═══ Document extract ═══
Inflation falls to 6.8% in July 2023
The UK’s annual inflation rate fell to 6.8% in July, down
from 7.9% in June, according to the latest data from the Office of
National Statistics (ONS).
It is the smallest increase in the cost of living since February
2022.
A fall in gas and electricity, as well as a slowing down in the
increase of food prices, are the major drivers behind the inflation
rate decrease, according to the ONS.
However, core inflation, which strips out volatile items such as
fuel and food remained unchanged at 6.9% in July while service
sector inflation rose from 7.2% to 7.4%.
Martin McTague, National Chair of the Federation of Small
Businesses (FSB) said:
‘While a drop in inflation provides some comfort, the
figures show less of a drop in inflation than hoped for and will
renew fears of a wage-price spiral, and of yet more base rate hikes
in future.
‘The worry now is that rising wages ignite a fresh wave
of inflation in September, which will threaten the momentum from
June’s GDP growth.
‘The cost of doing business crisis still has a grip on
the small business community, as prices for many key inputs, from
energy to components and raw materials, remain far above where they
were a year ago.
‘Any reduction in inflation is good news, but the huge
toll thatspiralling prices have inflicted is still being
keenly felt by small firms.’
Internet link: ONS websiteFSB website
UK set for five years of lost economic growth, warns Think
Tank
The UK is set for five years of lost economic growth, according
to research from Think Tank the National Institute for Economic and
Social Research (NIESR).
The NIESR said the series of shocks from Brexit, Covid and
Russia’s invasion of Ukraine had badly affected the economy. It
added that the spending power of workers in many parts of the UK
will remain below pre-pandemic levels until the end of 2024.
Despite pay increases, high inflation has forced up prices and
the rising cost of living has left households throughout the UK
feeling squeezed.
The NIESR forecasts that inflation, the rate at which prices
rise, will remain continually above the Bank of England’s 2%
target until early 2025, meaning the cost of living will also
continue to rise.
Jagjit Chadha, Director at the NIESR, said:
‘The problem we face is that rarely has
therebeen more urgent need, arguably never since the late
1970s, to address this country’s economic problems. But at the
same time rarely have they been so entrenched that it is hard to
think of any quick fixes that will materially improve living
standards across the income distribution within a single
Parliament.
‘The economy seems constrained by its pre-Covid peak in
activity and is being held back by a sharpnormalisation in
policy rates, a sequence of persistent negative shocks to supply
capacity and a marked slowing in world growth.
═══
_Activity 1_:
Reproduce word for word the portion of the UK economy news extract from "Inflation falls to" up to and including "7.2% to 7.4%.".
_Activity 2_:
According to the UK economy news extract, what caused the UK's annual inflation rate to fall in July? Answer in one to three sentences.
_Activity 3_:
Extend the UK economy news extract, continuing from its last sentence.
═══ Records ═══
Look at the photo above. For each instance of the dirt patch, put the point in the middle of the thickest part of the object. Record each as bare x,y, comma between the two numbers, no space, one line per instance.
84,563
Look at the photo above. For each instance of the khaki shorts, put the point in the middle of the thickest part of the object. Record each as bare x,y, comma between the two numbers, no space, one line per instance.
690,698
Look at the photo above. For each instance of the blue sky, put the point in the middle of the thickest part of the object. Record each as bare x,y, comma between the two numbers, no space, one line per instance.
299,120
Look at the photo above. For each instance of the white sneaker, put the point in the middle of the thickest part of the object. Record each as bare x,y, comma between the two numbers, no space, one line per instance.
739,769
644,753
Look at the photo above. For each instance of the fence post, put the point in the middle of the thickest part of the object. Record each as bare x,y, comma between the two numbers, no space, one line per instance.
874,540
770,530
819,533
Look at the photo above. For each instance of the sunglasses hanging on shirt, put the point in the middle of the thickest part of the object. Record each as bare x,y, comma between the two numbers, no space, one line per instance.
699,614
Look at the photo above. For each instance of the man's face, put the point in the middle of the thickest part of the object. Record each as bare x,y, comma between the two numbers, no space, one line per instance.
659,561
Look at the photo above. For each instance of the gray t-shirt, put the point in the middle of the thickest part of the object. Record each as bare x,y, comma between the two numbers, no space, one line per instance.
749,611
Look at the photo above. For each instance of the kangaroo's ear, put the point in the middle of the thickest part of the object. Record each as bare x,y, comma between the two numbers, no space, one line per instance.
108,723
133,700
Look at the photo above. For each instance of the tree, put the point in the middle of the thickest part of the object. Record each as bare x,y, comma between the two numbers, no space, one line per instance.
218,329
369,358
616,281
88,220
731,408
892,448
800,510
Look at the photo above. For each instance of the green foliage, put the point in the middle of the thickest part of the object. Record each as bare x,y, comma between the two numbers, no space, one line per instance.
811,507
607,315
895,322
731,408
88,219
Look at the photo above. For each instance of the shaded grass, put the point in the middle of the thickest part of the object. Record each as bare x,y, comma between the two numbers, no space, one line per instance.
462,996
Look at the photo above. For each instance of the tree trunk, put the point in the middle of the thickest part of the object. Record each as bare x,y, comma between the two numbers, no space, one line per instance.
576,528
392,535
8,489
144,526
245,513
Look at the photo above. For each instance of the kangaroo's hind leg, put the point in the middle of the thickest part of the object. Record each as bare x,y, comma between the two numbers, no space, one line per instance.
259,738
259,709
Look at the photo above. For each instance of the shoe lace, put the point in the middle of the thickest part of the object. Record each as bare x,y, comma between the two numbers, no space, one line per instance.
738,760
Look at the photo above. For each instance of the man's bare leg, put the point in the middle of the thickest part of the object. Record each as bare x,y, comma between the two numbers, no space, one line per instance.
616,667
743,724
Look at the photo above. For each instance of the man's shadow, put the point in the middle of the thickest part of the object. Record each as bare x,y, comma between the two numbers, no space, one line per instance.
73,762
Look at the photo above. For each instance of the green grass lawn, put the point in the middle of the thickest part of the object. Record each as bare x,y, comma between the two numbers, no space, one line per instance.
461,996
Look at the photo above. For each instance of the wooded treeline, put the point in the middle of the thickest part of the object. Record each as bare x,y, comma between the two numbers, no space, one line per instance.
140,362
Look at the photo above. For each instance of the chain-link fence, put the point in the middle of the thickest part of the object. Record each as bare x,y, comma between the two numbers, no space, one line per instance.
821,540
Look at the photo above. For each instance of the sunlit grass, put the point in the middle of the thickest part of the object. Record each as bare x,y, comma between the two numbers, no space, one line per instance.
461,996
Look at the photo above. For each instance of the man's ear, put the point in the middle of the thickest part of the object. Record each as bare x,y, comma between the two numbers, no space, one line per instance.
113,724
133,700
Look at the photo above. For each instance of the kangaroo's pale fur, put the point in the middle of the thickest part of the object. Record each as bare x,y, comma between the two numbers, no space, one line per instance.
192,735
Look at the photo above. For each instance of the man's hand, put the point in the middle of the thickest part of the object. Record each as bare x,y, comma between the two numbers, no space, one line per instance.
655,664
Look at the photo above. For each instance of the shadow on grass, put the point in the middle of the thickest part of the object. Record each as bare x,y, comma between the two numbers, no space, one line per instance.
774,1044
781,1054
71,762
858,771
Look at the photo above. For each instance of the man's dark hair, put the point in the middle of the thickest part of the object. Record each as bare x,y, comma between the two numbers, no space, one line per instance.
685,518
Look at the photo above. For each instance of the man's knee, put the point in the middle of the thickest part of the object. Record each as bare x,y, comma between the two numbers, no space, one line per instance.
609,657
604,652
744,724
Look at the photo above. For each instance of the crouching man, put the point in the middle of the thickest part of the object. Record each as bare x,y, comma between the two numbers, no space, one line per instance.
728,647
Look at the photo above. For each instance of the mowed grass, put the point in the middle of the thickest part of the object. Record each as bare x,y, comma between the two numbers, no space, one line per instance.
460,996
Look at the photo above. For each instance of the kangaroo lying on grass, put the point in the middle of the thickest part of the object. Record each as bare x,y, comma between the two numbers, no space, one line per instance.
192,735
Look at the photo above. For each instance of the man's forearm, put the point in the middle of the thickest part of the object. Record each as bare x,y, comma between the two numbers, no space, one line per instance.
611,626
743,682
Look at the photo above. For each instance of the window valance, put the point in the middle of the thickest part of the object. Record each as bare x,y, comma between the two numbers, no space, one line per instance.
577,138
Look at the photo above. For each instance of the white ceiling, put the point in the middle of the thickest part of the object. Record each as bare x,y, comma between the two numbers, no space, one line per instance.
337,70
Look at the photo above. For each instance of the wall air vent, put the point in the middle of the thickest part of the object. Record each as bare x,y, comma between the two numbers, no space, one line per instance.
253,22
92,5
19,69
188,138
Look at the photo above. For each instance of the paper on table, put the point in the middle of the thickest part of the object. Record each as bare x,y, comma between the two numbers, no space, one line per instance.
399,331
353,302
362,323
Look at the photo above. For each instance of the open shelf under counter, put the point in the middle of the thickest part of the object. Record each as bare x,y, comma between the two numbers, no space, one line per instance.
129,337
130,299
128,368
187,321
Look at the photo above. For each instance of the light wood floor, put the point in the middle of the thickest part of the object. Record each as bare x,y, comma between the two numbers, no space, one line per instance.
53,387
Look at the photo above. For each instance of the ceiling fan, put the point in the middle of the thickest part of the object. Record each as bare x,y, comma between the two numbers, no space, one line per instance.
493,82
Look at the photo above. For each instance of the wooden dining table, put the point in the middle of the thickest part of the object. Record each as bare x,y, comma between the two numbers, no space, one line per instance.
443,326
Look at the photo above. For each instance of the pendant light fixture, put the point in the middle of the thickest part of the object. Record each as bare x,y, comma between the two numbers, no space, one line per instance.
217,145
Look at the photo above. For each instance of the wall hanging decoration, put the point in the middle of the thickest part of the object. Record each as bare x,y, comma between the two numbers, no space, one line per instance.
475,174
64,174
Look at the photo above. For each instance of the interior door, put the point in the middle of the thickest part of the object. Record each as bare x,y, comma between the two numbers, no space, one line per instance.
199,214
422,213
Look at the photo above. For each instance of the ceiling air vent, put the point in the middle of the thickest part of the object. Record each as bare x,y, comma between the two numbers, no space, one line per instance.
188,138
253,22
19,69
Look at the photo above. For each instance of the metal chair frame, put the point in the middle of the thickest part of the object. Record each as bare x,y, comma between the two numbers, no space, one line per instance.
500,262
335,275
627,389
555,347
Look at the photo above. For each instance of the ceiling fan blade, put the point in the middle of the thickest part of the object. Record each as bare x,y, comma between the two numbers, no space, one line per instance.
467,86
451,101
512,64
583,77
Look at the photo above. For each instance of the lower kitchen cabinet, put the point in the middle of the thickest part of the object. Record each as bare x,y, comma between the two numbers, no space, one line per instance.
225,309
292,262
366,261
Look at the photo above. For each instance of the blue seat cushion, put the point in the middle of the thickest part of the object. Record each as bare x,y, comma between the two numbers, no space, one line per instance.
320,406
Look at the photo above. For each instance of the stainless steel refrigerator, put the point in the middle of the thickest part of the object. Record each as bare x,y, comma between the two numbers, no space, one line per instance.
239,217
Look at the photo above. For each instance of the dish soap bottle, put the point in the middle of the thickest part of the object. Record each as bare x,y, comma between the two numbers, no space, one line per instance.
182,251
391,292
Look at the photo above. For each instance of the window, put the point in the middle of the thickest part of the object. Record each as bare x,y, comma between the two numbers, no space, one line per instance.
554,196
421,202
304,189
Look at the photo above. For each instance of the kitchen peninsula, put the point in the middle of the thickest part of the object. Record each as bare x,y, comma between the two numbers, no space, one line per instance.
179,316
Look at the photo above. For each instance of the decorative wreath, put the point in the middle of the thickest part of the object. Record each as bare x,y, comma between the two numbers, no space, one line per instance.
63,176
═══
_Task response 1_:
Inflation falls to 6.8% in July 2023
The UK’s annual inflation rate fell to 6.8% in July, down
from 7.9% in June, according to the latest data from the Office of
National Statistics (ONS).
It is the smallest increase in the cost of living since February
2022.
A fall in gas and electricity, as well as a slowing down in the
increase of food prices, are the major drivers behind the inflation
rate decrease, according to the ONS.
However, core inflation, which strips out volatile items such as
fuel and food remained unchanged at 6.9% in July while service
sector inflation rose from 7.2% to 7.4%.

_Task response 2_:
The ONS named two main causes for the lower inflation rate. These were a fall in gas and electricity prices and a slowdown in the rise of food prices.

_Task response 3_:
‘Brexit has done a great service by revealing even more
clearly the underlying problems in the British economy but has not
yet located solutions. In truth, shock therapy has tended not to
work in any country and, so far, neither has Brexit.’
Internet link: NIESR website
Over a third of households across England will pay higher
energy bills this winter
More than a third of English households will see higher energy
bills this winter than they did last winter, according to research
published by the Resolution Foundation.
Almost half of those hit by the higher bills will be in the
poorest tenth of households, the report said.
Ofgem is expected to announce a reduction in the energy price
cap from October 2023, with typical annual energy bills falling
from £2,100 last winter to around £1,923 this
winter.
This fall is largely driven by falling wholesale gas prices.
Although the price per unit of energy is falling, this will be
offset by a rise in the daily standing charge, and the fact that
last winter’s universal £400 energy support is not being
repeated.
As a result, the biggest falls in bills will be seen by
households who use the most energy – while households who
consume relatively little energy will face higher energy bills this
winter.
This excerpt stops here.